Work order - Restate the following entries exactly. Keep the pictures out.

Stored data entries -
_ _ _ _ _ _ _

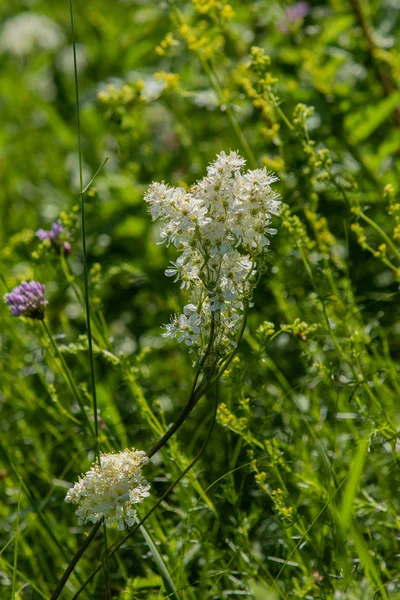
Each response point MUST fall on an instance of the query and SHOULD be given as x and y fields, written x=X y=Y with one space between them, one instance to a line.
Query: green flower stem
x=380 y=231
x=84 y=252
x=68 y=377
x=78 y=555
x=208 y=69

_ _ _ _ _ _ _

Written solution -
Each response point MUST fall on an instance of the query and SHOULD be given as x and y fields, written x=X y=Y with one space between them, one instance to a line.
Query: green flower stem
x=380 y=231
x=84 y=252
x=68 y=377
x=78 y=555
x=208 y=69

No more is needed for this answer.